# [AIM]
Convert only the entries in the part that opens with the line containing "One pin marks each instance of the black long-sleeve" and closes with the line containing "(1123, 774)" into a two-column CSV with the headers entry and answer. Give one row per entry, with its text and its answer each in a single quoted field and any line breaks replaced by spaces.

# [THE INPUT]

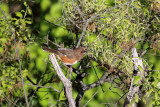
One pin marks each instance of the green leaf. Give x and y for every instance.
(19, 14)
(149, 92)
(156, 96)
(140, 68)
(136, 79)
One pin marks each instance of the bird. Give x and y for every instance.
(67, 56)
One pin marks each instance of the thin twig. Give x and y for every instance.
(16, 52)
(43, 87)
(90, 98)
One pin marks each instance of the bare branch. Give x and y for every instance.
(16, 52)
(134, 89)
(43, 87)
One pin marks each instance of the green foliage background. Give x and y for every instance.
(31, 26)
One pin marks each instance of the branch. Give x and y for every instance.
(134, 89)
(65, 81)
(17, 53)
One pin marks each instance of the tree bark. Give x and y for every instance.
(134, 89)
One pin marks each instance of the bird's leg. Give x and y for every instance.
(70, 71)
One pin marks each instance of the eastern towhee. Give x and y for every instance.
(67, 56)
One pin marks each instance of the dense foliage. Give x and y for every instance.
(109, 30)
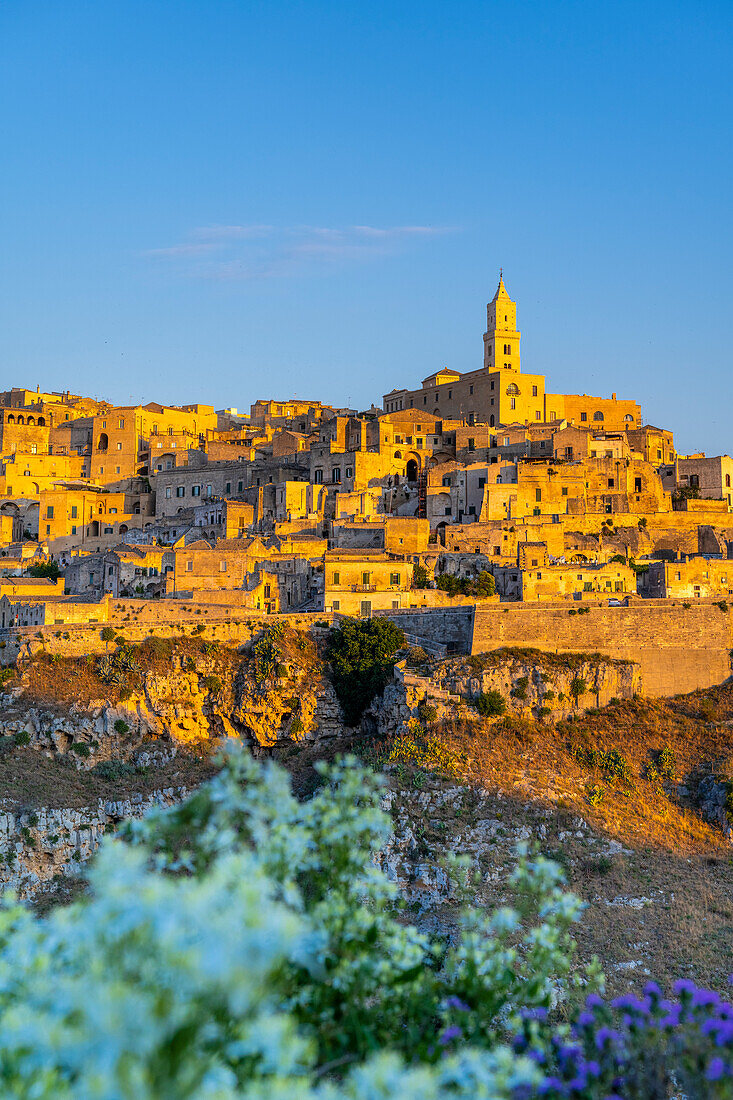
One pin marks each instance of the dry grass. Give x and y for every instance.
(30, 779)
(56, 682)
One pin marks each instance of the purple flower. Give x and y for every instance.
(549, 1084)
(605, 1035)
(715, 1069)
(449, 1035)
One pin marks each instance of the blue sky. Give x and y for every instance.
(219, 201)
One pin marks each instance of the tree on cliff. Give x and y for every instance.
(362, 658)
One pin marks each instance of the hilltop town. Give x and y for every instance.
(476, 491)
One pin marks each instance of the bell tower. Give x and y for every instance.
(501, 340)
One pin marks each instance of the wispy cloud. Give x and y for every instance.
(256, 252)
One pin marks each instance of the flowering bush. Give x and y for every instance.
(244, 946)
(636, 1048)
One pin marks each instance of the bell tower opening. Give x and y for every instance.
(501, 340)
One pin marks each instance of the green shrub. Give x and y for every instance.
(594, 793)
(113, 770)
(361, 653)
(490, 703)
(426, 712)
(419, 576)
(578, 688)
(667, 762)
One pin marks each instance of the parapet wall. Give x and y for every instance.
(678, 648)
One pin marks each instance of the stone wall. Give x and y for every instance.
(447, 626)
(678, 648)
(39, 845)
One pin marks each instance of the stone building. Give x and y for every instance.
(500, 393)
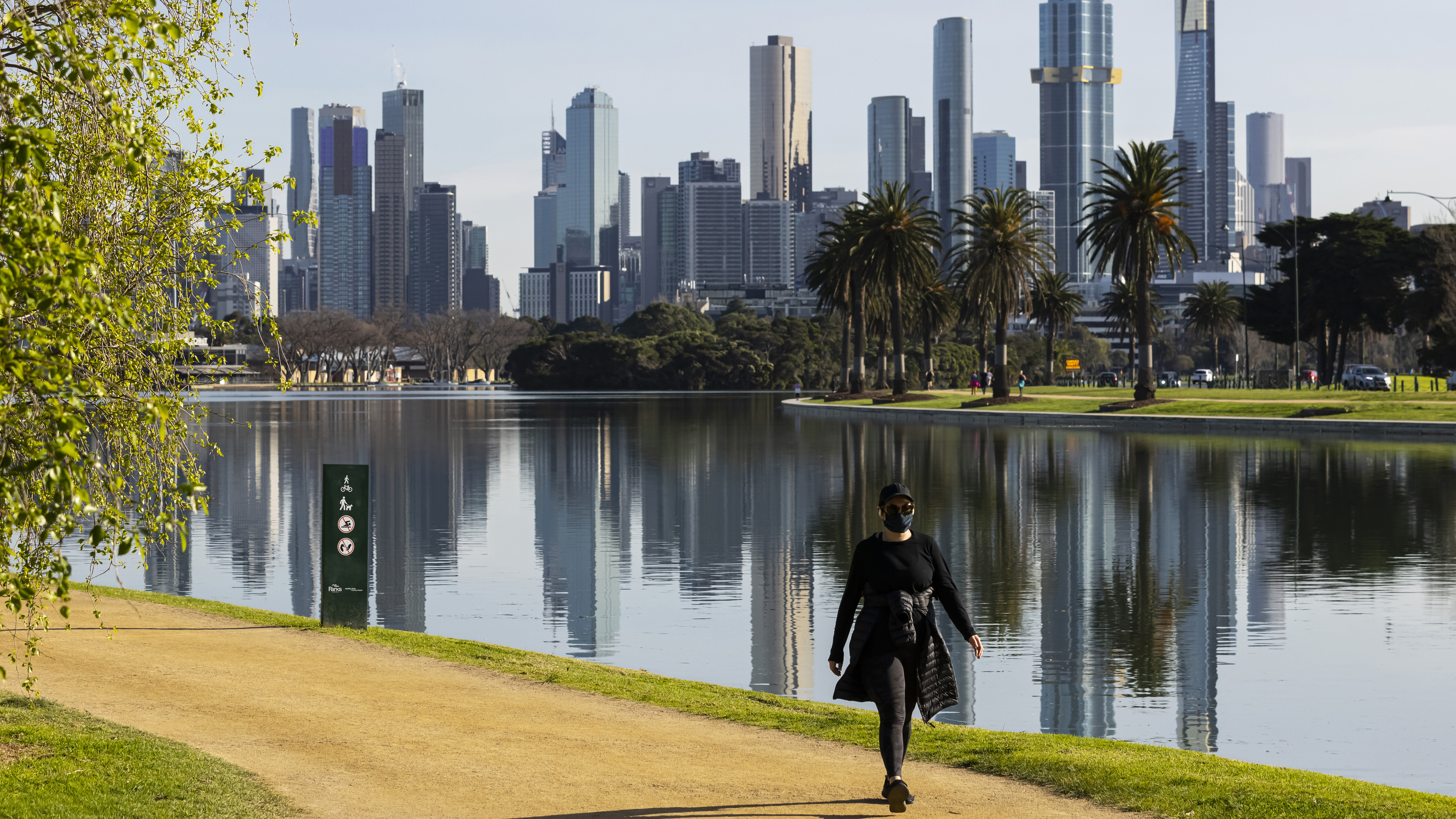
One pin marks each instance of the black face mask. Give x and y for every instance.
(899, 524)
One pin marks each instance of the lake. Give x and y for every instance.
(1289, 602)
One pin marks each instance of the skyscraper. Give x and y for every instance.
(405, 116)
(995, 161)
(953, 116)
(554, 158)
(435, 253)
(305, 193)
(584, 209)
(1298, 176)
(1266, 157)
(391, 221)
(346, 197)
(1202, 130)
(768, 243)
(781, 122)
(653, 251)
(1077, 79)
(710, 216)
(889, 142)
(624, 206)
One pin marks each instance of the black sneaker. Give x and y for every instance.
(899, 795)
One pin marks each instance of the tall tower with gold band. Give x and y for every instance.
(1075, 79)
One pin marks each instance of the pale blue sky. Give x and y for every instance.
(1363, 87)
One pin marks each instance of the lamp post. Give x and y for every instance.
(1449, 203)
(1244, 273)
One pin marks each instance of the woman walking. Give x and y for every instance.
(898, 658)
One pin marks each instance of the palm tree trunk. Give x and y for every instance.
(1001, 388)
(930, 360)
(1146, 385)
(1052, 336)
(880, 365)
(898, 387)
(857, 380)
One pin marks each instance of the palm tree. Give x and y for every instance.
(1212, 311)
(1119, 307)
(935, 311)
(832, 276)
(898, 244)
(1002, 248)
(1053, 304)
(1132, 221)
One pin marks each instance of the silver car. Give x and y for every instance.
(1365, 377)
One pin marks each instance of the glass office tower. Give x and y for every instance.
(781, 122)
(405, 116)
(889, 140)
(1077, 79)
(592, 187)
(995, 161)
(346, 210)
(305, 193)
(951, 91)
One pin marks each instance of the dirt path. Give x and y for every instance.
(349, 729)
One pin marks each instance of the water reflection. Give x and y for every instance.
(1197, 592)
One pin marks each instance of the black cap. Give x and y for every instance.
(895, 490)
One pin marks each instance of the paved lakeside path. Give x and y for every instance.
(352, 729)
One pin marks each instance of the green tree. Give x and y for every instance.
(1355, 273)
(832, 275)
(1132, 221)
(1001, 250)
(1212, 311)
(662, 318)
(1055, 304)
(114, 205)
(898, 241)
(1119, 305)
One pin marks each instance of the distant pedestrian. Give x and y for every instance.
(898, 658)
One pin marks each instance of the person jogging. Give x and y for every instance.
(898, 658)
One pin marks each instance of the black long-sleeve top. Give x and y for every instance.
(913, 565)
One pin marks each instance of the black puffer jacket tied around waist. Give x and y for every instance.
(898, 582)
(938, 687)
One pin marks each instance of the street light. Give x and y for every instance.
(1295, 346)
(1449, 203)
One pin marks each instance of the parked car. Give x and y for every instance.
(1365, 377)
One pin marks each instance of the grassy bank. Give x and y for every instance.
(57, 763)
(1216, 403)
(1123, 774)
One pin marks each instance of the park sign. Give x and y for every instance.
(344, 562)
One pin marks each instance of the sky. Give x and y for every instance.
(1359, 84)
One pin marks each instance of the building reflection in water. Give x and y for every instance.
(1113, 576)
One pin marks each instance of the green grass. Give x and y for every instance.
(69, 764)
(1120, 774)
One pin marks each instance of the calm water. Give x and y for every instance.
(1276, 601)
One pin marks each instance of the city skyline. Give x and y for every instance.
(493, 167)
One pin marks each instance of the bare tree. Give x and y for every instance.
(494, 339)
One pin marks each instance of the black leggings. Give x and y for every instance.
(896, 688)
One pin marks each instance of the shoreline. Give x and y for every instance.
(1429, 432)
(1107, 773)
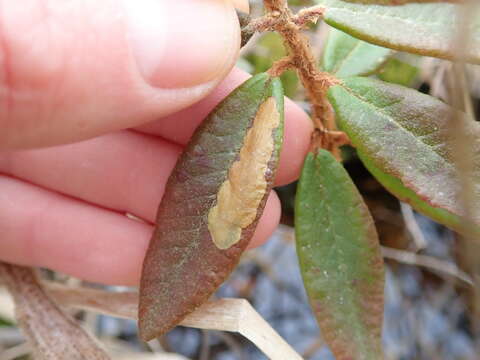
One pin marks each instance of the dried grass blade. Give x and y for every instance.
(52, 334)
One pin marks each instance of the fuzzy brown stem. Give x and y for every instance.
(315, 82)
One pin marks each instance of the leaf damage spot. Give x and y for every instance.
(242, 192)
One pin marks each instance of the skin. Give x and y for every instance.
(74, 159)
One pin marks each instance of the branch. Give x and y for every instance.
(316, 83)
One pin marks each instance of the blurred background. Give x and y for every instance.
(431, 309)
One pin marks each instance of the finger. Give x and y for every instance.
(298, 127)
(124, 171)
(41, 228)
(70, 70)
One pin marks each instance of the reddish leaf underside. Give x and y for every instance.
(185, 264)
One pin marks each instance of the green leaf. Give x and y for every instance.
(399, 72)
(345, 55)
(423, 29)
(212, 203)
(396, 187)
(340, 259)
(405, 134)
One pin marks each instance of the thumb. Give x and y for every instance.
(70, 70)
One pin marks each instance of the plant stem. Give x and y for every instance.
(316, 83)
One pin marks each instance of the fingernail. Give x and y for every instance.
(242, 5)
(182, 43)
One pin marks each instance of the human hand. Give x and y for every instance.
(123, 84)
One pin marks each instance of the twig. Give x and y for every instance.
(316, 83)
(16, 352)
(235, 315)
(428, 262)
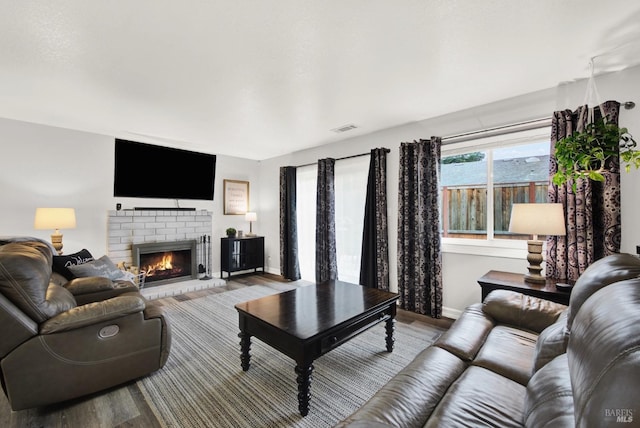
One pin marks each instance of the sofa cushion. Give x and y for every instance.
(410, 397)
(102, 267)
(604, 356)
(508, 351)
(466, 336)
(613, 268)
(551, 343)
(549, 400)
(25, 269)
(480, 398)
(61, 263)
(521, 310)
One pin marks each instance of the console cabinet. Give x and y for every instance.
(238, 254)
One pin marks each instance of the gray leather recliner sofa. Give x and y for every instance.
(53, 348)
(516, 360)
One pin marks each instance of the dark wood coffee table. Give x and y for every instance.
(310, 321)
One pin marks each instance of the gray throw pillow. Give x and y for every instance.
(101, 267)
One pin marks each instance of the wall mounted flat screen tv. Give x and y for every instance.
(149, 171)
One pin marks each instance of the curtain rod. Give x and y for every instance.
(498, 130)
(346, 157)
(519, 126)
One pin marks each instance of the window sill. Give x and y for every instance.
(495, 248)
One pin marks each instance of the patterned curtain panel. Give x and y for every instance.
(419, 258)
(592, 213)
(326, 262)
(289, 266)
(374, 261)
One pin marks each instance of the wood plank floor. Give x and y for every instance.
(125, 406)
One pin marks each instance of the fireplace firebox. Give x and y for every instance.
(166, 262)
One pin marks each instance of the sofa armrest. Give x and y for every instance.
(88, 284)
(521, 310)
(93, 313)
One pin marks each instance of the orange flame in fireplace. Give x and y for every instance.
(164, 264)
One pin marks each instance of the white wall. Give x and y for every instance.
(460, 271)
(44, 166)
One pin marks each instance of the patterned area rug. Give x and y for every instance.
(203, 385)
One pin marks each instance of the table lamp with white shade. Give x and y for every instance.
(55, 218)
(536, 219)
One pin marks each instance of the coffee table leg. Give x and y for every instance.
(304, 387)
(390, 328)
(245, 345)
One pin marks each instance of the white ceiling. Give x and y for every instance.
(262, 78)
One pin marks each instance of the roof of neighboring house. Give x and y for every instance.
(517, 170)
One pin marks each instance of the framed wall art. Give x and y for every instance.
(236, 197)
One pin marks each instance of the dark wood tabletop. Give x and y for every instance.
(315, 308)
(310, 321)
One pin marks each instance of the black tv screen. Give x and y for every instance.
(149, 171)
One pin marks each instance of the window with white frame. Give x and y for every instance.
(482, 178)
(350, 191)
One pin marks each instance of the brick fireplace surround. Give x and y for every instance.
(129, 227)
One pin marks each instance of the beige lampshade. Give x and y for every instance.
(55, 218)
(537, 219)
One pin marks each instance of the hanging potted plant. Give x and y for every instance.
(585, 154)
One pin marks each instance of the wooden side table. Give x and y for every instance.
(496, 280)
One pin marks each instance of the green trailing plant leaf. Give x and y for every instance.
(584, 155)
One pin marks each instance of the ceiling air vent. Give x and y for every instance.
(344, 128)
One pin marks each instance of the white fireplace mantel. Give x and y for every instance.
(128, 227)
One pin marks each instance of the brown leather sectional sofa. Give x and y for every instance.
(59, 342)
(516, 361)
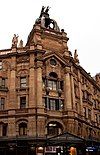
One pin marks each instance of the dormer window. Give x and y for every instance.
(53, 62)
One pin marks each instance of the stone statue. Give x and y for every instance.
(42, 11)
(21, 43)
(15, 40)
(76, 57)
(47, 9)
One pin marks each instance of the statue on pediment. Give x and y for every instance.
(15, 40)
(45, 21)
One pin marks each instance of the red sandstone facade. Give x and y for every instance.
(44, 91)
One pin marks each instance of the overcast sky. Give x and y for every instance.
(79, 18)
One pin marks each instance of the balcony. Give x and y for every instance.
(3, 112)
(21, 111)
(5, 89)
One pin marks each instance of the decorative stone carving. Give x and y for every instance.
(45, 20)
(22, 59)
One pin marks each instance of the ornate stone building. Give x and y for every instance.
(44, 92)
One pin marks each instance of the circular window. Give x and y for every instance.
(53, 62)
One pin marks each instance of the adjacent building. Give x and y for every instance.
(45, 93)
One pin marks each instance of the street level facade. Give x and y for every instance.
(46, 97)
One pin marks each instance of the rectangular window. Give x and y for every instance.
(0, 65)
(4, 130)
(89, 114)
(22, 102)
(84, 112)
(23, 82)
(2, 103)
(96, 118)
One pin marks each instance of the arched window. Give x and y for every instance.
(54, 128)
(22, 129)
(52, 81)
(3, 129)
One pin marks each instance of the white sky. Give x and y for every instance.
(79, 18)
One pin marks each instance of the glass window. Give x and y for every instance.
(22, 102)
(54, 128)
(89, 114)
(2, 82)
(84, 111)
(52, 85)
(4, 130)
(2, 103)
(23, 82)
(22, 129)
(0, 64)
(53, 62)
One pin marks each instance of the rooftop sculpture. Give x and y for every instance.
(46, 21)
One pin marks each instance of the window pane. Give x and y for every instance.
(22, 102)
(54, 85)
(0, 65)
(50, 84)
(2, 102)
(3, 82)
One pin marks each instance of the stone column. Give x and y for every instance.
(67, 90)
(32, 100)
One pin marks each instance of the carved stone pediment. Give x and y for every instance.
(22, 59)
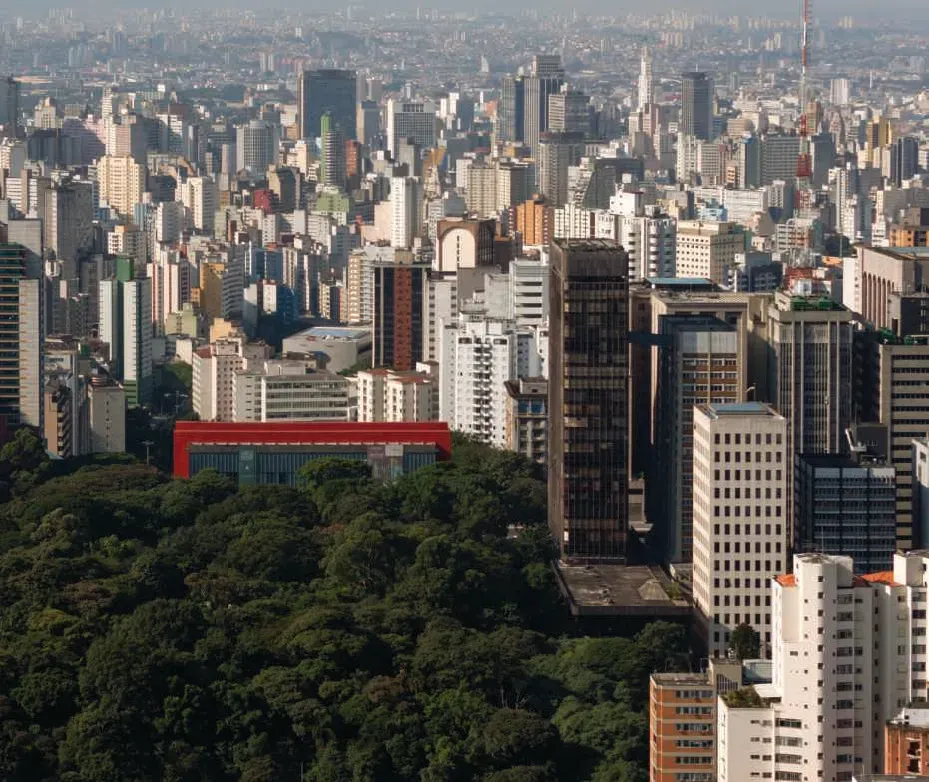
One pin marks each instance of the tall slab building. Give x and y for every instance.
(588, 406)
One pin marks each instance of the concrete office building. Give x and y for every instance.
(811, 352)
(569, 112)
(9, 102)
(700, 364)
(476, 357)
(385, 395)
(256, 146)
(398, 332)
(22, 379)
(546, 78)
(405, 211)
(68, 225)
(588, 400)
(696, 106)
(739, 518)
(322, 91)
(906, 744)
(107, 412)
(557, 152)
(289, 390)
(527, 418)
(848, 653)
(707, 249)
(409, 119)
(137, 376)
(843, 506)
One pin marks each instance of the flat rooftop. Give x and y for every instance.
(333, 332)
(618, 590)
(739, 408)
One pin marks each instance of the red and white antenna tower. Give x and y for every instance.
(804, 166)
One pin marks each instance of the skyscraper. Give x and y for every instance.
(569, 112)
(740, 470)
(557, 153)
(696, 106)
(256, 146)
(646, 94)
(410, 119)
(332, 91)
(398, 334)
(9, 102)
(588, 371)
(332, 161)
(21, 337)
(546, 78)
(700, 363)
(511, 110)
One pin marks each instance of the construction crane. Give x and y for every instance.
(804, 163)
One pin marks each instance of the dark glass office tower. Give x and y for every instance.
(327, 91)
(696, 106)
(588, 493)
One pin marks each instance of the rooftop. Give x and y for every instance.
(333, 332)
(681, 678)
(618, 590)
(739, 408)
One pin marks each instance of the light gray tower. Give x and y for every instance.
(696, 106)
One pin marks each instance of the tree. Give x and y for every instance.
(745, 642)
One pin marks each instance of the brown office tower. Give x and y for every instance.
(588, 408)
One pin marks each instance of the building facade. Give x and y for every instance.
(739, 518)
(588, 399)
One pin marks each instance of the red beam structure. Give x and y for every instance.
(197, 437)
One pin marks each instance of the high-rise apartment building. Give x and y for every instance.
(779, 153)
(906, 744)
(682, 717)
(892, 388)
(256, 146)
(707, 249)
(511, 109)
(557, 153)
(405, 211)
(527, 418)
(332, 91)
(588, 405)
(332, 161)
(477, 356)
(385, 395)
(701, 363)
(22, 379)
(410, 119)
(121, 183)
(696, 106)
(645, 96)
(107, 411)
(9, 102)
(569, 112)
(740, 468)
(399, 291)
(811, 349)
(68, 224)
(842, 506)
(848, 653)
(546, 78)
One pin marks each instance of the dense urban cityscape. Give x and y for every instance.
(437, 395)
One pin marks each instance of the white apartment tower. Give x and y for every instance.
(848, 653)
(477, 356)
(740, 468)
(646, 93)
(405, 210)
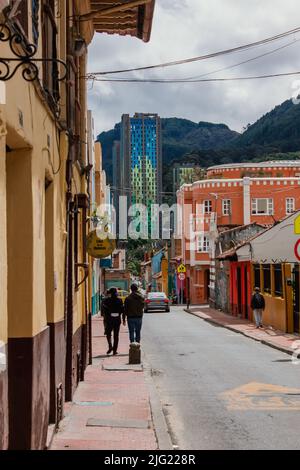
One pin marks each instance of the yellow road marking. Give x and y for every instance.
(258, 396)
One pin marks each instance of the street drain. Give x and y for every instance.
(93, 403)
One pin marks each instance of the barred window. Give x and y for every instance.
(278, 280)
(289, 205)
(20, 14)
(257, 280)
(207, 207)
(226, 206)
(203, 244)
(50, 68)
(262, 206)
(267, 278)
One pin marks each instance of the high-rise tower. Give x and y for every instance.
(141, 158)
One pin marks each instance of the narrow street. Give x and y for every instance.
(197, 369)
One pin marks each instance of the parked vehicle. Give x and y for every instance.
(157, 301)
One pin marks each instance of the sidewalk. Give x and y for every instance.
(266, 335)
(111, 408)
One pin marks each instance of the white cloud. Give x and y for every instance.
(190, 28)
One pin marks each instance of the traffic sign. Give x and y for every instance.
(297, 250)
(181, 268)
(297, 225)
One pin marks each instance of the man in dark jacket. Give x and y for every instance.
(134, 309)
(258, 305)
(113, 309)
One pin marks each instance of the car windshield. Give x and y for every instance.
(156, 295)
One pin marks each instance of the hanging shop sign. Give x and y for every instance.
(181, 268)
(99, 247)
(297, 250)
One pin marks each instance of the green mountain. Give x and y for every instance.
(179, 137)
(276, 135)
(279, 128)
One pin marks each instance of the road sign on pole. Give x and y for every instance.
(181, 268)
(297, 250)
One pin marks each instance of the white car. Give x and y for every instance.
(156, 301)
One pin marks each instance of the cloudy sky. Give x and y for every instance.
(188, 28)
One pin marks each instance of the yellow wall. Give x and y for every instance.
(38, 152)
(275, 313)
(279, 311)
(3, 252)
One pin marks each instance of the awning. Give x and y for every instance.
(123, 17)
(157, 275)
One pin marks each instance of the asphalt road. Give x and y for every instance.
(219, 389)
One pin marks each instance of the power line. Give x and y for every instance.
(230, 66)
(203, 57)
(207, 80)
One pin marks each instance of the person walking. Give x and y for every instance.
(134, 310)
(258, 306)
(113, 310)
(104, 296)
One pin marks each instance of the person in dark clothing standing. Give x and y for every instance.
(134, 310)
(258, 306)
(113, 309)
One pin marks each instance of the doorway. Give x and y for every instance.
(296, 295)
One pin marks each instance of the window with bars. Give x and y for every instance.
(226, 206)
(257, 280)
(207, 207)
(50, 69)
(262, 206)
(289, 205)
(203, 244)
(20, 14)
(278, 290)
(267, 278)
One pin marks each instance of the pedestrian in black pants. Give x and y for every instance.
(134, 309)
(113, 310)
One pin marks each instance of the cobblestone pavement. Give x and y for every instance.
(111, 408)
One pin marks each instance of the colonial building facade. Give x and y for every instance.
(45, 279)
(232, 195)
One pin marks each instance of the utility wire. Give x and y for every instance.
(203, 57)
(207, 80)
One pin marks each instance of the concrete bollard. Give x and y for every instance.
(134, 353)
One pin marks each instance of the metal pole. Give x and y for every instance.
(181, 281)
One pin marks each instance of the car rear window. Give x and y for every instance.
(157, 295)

# [RESULT OF THE EXERCISE]
entry,answer
"One pin marks each instance of the black long-sleeve top. Give x and y for every instance.","(913, 565)"
"One pin marks each instance of the black puffer jacket tied around waist. Give x and y for every instance.","(898, 582) (938, 687)"
"One pin marks each instance of the street light. Give x and y for every instance.","(1295, 346) (1449, 203)"
"One pin marks each instance of the parked car. Give x and y for every instance.","(1365, 377)"
"One pin marks each instance of the grassy bank. Give x and y for every instance.","(57, 763) (1216, 403) (1123, 774)"